[待完成]
请判断下面三项陈述是否符合所给文本，每项答“是”或“否”，并照原文引出起决定作用的词句。
(a) 国家志愿者公益服务支撑平台项目于今年4月在北京正式启动。
(b) 广东省政府2012年8月发布的意见要求，“十二五”期末广东省注册行业志愿者人数占行业总人数的30%以上。
(c) 王磊从2009年开始每年拿出一半的时间做志愿工作。

[所给文本]
中国公益需要更多“涟漪人”

2013-04-29 00:44陈楠
环球慈善 2013年7期
关键词:志愿志愿者公益

陈楠

志愿服务精神有很多内容,最核心就是自愿,自发,自内而外。志愿服务不仅仅是一个行为,是一个社会化的需求,也是社会化中每一个个体内心的需求。

今年4月,国家志愿者公益服务支撑平台项目在北京正式启动。

这个项目是国家“十二五”科技支撑项目,将努力构建一套“透明捐助一志愿者统一管理一公益服务与互动一爱心回报”的国家志愿者公益服务模式,制定一个适用于志愿服务的模型及共性支撑技术的算法,建设一个基于云计算技术的新媒体国家志愿者公益服务支撑平台。这意味着,在教育部、科技部等有关部委指导下,将联合高校、企业等项目合作单位,共同探索更加诚信、透明、高效的公益捐助体系和志愿者服务支持体系。

近年来,一个相当令人瞩目的公益模式就是专业志愿服务,这种模式在公益服务中对组织或者个人的专业技能进行动员。而在此次两岸公益论坛上,志愿精神、志愿服务也屡被提及。

志愿服务精神核心是自愿自发

2008年的汶川地震据称有170万名志愿者进入灾区,“中国志愿者元年”一说由此产生。

近年来,像壹基金和友成企业家基金会这样的知名组织通过专业志愿者能力建设项目为推动专业志愿服务做出了努力。甚至政府也对这个议题产生了兴趣。2012年8月,广东省政府发布了《关于发展广东行业志愿服务工作的意见》,要求在“十二五”期末,“广东省注册行业志愿者人数要占到行业总人数的20%以上”。

对此,纳比艺(北京)投资有限公司董事长、中华志愿者协会理事王磊深有体会。从2009年开始,他加入志愿服务,每年拿出三分之一的时间做志愿工作,几年下来的志愿服务经历让他受益匪浅。

[所给数据]
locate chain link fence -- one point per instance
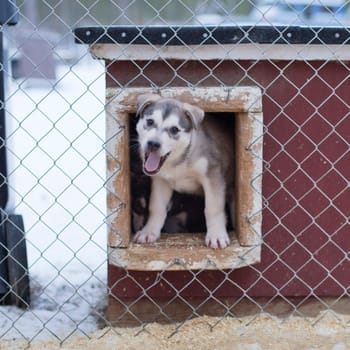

[习题解答]
(a) 是。“今年4月,国家志愿者公益服务支撑平台项目在北京正式启动。”
(b) 否。“广东省注册行业志愿者人数要占到行业总人数的20%以上”
(c) 否。“每年拿出三分之一的时间做志愿工作”